THE INPUT
◇ ◇ ◇ ◇ ◇

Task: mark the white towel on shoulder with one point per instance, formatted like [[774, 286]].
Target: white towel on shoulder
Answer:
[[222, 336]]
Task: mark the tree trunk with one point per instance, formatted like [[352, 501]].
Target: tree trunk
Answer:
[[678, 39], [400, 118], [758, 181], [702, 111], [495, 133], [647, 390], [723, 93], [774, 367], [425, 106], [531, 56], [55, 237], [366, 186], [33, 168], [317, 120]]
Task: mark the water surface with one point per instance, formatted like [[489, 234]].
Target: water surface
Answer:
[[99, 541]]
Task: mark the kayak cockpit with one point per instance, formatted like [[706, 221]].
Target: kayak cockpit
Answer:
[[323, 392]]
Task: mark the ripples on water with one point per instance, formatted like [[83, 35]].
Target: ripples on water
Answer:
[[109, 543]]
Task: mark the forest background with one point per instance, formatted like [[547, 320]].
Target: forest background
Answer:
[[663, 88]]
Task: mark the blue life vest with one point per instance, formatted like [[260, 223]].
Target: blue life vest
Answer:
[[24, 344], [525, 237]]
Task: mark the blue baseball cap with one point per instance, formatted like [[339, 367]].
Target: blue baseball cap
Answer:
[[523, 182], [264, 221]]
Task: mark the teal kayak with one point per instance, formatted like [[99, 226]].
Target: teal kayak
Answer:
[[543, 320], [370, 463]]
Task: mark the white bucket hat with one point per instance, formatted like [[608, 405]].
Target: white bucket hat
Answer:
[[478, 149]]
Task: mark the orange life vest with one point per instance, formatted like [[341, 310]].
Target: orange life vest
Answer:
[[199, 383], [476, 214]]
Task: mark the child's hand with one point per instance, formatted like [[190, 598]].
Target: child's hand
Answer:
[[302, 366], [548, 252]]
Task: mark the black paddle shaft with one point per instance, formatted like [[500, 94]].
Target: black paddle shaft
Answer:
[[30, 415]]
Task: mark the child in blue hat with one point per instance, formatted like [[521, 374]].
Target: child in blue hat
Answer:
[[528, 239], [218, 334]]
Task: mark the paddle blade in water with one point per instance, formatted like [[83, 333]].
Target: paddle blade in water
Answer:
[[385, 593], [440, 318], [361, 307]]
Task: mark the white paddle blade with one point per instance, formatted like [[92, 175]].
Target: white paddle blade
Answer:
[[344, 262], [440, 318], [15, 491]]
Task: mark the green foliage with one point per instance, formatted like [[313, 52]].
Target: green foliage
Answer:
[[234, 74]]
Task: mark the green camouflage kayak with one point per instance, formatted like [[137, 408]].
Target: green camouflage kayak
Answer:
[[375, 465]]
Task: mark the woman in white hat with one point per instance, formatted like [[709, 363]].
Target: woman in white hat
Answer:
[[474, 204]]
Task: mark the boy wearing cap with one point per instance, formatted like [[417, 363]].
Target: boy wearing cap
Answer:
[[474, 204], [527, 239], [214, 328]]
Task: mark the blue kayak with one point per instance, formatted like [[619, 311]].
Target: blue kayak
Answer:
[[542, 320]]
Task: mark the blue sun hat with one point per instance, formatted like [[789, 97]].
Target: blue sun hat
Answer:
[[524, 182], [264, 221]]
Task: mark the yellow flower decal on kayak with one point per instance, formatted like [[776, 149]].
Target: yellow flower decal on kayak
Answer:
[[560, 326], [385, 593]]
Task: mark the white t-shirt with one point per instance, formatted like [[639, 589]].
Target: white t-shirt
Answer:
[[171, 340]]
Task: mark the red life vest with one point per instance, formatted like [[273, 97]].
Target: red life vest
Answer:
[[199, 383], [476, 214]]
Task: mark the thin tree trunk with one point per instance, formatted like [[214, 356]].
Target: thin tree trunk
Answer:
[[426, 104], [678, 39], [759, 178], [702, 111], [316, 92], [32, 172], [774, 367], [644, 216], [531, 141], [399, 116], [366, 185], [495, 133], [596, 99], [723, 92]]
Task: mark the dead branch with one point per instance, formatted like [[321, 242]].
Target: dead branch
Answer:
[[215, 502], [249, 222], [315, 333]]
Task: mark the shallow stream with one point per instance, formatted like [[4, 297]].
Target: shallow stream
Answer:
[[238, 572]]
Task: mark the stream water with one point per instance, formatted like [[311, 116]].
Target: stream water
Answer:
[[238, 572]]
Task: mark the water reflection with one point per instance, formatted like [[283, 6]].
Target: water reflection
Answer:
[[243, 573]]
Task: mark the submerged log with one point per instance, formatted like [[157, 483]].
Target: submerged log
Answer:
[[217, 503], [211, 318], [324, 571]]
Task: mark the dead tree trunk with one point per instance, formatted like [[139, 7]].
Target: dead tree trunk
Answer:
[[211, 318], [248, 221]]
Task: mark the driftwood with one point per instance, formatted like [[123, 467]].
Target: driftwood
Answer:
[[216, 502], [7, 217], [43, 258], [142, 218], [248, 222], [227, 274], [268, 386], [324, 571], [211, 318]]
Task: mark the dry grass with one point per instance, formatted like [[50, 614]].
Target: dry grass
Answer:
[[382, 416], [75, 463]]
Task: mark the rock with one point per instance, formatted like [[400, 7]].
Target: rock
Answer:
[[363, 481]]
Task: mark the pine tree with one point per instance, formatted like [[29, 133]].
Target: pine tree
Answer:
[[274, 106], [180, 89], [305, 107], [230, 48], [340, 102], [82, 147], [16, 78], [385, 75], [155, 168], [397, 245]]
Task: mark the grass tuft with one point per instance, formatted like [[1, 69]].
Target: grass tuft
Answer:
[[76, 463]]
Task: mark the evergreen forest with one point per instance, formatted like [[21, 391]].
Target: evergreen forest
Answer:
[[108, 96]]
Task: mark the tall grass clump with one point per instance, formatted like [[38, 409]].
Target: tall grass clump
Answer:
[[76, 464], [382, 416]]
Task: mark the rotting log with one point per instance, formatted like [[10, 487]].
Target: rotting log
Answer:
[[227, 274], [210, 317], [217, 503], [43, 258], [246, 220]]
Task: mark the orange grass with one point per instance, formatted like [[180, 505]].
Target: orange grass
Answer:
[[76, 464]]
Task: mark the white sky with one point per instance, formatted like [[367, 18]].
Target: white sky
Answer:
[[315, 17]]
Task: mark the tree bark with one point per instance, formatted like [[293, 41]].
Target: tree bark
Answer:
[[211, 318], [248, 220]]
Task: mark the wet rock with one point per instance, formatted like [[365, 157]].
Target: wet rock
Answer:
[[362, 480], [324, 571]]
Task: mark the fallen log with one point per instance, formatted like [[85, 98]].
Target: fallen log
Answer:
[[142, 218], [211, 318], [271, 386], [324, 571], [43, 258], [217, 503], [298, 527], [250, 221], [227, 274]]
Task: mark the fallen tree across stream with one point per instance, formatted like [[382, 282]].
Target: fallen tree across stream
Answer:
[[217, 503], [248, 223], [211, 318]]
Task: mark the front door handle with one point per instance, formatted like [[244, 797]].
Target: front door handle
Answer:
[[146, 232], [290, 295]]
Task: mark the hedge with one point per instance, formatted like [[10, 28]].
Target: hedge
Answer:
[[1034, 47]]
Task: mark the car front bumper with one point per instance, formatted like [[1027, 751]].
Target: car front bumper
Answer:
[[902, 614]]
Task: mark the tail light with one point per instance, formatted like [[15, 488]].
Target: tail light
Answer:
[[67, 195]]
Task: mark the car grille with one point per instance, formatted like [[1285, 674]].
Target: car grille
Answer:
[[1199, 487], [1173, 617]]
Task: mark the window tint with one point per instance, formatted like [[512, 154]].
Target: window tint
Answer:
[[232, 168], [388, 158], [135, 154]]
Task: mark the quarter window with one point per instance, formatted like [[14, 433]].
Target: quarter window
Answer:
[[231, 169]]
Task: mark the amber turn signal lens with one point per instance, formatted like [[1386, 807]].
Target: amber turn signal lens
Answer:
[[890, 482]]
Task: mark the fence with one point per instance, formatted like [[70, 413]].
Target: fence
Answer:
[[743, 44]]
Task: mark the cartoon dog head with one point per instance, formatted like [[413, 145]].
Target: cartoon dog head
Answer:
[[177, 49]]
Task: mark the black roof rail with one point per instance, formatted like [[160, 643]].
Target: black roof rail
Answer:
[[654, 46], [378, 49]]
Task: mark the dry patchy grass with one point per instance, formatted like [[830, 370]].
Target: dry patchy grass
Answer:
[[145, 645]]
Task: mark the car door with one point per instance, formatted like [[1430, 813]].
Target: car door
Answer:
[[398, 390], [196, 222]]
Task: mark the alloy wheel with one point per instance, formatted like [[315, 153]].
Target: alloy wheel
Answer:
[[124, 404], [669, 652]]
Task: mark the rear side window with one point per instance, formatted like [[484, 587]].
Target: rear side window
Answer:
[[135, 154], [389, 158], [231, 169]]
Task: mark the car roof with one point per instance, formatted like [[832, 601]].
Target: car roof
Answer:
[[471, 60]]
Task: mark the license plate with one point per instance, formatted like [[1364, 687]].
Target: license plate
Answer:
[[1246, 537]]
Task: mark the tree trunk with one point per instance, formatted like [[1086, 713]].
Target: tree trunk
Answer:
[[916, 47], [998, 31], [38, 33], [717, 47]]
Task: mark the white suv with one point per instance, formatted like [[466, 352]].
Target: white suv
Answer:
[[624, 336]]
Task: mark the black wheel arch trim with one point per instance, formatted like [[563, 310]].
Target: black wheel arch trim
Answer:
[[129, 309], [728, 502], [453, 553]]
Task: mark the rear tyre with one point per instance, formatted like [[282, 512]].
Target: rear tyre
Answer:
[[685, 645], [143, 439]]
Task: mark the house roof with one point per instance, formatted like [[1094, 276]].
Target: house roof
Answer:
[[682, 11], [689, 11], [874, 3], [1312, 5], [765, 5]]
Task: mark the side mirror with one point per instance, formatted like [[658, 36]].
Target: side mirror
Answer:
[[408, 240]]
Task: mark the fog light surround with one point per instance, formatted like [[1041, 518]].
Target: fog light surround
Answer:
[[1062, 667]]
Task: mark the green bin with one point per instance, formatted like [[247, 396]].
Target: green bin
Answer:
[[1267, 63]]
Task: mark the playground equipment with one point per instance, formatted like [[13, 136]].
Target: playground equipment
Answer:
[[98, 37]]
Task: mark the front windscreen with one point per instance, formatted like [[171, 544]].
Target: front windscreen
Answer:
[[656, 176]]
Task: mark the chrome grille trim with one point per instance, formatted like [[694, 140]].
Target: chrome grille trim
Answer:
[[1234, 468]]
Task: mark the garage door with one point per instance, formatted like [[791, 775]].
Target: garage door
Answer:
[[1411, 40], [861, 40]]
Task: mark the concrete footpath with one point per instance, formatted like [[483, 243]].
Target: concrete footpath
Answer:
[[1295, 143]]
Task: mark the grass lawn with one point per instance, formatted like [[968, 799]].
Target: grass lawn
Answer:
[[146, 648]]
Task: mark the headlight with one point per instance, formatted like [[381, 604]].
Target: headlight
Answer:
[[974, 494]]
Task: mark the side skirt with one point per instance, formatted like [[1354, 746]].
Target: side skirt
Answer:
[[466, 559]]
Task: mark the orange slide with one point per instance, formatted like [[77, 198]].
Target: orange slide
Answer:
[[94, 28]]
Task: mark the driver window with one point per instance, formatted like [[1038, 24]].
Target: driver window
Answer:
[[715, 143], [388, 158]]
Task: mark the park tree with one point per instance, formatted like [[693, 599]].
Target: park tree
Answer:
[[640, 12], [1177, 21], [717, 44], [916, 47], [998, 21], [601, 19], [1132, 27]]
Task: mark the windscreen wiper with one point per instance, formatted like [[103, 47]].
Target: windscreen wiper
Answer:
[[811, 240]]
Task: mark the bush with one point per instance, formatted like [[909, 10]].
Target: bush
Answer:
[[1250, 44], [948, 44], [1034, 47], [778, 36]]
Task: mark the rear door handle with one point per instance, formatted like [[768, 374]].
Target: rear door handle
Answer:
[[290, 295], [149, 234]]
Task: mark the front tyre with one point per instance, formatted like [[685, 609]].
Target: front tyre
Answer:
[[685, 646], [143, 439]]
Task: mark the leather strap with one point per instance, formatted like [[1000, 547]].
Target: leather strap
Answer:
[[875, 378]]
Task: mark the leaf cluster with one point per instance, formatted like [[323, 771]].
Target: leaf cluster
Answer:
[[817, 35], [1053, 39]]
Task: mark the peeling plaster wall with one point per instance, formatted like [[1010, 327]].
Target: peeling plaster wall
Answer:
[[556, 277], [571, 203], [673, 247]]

◇ ◇ ◇ ◇ ◇

WHAT NEEDS TO BE DONE
Could you retype everything from the first of the entries above down through the line that contains "[[663, 88]]", both ends included, with no changes at all?

WRITTEN ANSWER
Task: mark the white towel on shoulder with one point per instance, formatted like [[774, 286]].
Target: white towel on shoulder
Answer:
[[222, 336]]
Task: mark the tree trunk with one point per instance, formatted like [[352, 501]].
Target: tree trunk
Answer:
[[678, 39], [400, 118], [758, 181], [702, 111], [495, 133], [647, 390], [723, 93], [774, 367], [425, 106], [531, 56], [55, 237], [366, 186], [33, 168], [317, 120]]
Task: mark the water surface with one point per instance, formatted like [[489, 234]].
Target: water surface
Answer:
[[99, 541]]
Task: mark the kayak cockpit with one point per instance, formatted like [[706, 221]].
Target: kayak cockpit
Answer:
[[323, 392]]
Task: mark the ripples on water with one point per instance, formatted like [[83, 35]].
Target: ripples on water
Answer:
[[109, 543]]
Task: mark the forest background with one point per instance, formatted like [[547, 320]].
Target: forest background
Answer:
[[663, 88]]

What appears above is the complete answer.